> **SHORT EXERCISE**: Starting at the line with "of the standing", transcribe each line through the final one, both included, and add nothing.
┄┄┄┄┄┄┄┄┄┄┄┄┄┄┄┄┄┄┄┄
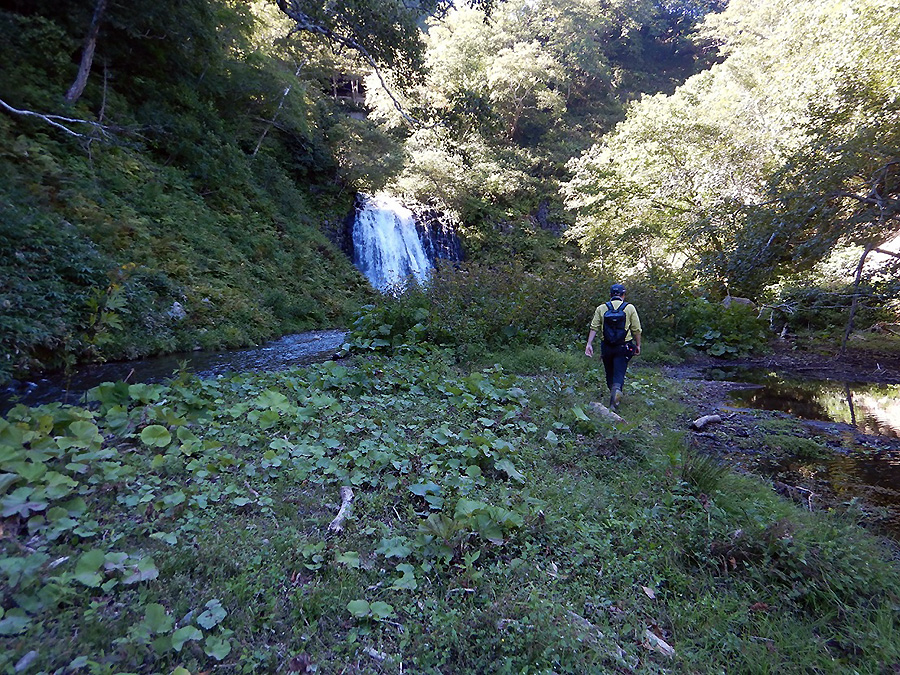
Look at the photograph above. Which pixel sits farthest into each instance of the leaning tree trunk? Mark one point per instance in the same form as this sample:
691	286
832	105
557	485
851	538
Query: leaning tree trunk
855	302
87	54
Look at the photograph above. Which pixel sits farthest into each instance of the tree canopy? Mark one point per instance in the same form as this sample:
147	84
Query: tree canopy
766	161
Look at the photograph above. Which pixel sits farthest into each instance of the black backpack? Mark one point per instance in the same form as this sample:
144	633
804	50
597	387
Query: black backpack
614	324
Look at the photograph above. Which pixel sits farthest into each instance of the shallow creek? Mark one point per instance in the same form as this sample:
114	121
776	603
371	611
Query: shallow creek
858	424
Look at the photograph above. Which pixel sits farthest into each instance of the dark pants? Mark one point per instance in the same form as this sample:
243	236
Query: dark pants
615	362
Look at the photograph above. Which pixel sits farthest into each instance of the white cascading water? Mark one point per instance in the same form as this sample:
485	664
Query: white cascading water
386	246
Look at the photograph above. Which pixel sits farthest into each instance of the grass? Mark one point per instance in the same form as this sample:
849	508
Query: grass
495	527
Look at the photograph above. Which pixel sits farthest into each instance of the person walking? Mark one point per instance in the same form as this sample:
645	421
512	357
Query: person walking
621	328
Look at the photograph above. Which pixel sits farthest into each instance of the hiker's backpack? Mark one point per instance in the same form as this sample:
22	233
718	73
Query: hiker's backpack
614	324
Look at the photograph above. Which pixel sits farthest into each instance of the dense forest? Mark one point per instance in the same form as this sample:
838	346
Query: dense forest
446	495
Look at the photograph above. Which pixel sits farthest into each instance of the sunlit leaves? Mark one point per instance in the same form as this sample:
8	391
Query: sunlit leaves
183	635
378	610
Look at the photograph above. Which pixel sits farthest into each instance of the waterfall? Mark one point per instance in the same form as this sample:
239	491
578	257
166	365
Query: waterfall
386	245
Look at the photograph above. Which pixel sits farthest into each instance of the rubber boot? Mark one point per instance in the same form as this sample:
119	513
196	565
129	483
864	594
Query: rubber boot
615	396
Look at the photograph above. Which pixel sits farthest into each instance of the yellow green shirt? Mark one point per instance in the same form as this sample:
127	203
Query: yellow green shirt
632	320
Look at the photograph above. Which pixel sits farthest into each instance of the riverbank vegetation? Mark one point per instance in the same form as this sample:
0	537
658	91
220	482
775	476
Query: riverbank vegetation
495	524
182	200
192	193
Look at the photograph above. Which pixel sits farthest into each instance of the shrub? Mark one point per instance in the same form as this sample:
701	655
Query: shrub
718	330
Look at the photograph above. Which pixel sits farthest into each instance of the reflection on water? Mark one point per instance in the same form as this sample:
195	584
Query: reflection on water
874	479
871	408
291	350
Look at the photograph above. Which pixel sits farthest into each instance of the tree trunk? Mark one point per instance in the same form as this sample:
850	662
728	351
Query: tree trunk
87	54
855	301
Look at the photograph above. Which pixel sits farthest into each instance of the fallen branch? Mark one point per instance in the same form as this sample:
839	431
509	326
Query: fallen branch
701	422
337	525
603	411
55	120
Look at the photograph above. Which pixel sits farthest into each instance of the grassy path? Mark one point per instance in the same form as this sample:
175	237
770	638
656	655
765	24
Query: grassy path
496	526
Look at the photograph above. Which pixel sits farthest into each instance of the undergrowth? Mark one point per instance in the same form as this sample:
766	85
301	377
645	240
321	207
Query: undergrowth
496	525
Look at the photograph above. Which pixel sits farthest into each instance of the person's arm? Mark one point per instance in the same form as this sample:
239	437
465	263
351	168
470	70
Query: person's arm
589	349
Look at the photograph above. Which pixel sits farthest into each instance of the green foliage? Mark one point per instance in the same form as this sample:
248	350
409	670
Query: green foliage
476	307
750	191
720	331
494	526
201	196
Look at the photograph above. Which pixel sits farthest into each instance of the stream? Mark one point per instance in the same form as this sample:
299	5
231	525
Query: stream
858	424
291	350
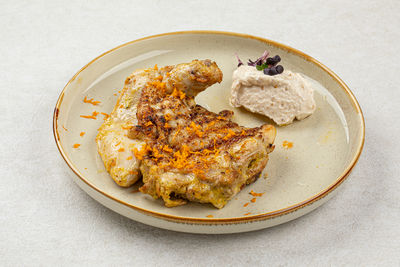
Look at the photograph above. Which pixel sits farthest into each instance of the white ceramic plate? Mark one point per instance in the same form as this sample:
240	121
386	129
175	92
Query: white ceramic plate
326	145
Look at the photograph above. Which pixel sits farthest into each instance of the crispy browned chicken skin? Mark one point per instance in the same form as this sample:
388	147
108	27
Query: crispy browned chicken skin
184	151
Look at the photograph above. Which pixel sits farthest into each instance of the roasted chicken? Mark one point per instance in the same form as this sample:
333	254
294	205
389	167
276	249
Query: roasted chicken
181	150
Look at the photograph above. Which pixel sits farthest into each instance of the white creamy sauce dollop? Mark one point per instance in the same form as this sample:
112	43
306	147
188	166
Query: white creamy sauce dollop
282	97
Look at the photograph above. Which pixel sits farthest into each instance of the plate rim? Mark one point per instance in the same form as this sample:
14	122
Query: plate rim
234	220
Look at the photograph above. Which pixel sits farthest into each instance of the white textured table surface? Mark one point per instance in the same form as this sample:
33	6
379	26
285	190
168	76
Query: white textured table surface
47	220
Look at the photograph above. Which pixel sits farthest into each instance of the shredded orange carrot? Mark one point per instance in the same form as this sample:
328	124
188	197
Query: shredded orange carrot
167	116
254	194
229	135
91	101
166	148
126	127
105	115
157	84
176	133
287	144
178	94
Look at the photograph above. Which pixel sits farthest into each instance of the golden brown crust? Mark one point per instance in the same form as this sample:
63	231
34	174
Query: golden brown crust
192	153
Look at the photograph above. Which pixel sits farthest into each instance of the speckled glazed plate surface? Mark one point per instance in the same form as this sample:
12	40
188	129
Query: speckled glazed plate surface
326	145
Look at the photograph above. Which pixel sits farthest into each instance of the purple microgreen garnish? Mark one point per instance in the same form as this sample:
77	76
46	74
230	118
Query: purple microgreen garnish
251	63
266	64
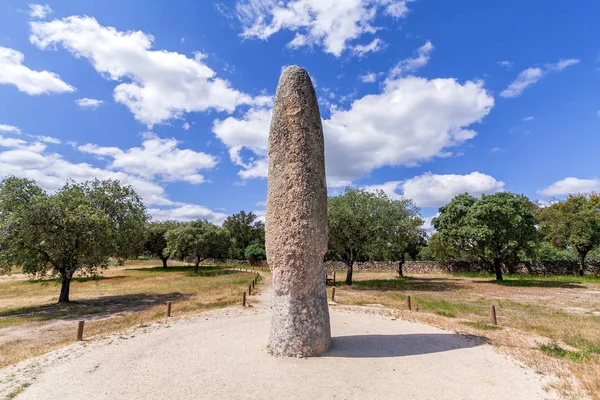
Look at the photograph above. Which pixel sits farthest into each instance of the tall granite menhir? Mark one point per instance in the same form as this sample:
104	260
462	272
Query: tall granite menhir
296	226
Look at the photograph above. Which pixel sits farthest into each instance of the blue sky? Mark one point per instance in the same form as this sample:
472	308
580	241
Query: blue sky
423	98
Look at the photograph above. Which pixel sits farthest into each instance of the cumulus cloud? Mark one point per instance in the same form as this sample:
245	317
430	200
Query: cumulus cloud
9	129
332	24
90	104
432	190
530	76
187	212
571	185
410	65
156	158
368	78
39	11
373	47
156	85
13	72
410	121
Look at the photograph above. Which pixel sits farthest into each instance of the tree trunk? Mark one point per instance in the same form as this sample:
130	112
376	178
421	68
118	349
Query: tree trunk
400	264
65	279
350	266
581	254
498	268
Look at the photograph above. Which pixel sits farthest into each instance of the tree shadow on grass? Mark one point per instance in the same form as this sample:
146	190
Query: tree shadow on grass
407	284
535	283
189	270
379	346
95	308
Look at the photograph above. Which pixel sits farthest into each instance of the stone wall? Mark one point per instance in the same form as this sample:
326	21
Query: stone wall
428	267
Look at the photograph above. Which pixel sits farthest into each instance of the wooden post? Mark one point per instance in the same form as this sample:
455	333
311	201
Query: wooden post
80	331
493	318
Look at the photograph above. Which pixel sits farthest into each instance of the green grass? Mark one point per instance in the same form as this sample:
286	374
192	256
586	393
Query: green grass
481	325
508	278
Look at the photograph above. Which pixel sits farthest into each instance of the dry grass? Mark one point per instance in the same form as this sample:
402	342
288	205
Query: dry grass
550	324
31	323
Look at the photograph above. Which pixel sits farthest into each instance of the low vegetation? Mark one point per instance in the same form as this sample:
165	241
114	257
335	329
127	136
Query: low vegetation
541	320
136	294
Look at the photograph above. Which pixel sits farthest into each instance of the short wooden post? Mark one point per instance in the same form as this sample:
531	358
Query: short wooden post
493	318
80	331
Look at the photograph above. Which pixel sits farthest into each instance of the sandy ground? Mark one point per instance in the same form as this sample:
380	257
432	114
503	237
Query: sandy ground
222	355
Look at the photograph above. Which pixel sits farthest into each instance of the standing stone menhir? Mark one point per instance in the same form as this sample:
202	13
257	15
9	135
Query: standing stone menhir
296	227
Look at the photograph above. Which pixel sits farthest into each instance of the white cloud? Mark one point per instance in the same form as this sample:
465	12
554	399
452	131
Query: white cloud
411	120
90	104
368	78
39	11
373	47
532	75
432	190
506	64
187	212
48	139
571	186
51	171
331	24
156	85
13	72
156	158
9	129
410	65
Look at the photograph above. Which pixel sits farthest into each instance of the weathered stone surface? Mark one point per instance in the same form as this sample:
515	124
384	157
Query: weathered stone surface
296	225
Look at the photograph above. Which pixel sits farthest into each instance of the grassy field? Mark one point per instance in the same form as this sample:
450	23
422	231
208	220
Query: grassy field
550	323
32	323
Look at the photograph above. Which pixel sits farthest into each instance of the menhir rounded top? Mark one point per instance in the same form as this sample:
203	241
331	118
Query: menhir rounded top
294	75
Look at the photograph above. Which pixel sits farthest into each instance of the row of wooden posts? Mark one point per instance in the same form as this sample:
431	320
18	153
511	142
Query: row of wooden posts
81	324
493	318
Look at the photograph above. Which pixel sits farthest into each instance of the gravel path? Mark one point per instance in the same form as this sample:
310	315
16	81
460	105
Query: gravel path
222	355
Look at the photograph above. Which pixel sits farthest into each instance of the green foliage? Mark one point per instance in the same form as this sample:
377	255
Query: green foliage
┄┄┄┄┄┄┄┄┄┄┄┄┄┄┄┄┄┄┄┄
> **PROBLEM SOLUTION**:
Look at the photograph above. Which pixel sits farthest into each instance of the standing stone menhir? Mark one point per instance in the same form as this sample:
202	13
257	15
9	135
Query: standing stone menhir
296	227
Look at the photograph above. Which pixel sits farthest into each instance of the white cloud? Mark one point per instance in the same form as this sample:
465	12
554	399
452	131
Query: white cloud
411	120
90	104
368	78
39	11
373	47
532	75
432	190
506	64
187	212
48	139
571	186
51	171
331	24
156	85
13	72
156	158
9	129
410	65
Look at the photograph above. Which pixel sits farthest into each instance of the weathered stone surface? Mark one point per instance in the same form as this sample:
515	124
384	157
Query: weathered stone surface
296	225
Look at the photograph above. Which pixel sits farthest into each instance of the grassy field? Mark one point per instance in the same form as this sample:
450	23
422	231
208	220
Query: grassy field
550	323
32	323
Look at the photograph above. Which pixel sits farthest into each instance of the menhir rounded top? Mark one point per instance in the same form as this sample:
203	241
331	118
Query: menhir rounded top
294	75
Look at the photograph above. Which pixel sits farthest into each instance of the row of wooden posts? Mark one point per instance in the same form as this sample:
431	320
18	153
511	142
Query: row of wooden posts
81	324
493	318
Look at the photograph above. Which pixel sits farthest into each instance of the gravel path? Mark one point per instance in the same form as this sample:
310	315
16	81
460	105
Query: gravel path
222	355
Look at the photograph above. Which pixel sits farthest into each instance of the green foliage? Mark one point per instance in the same form as this sample:
377	255
Query: green foliage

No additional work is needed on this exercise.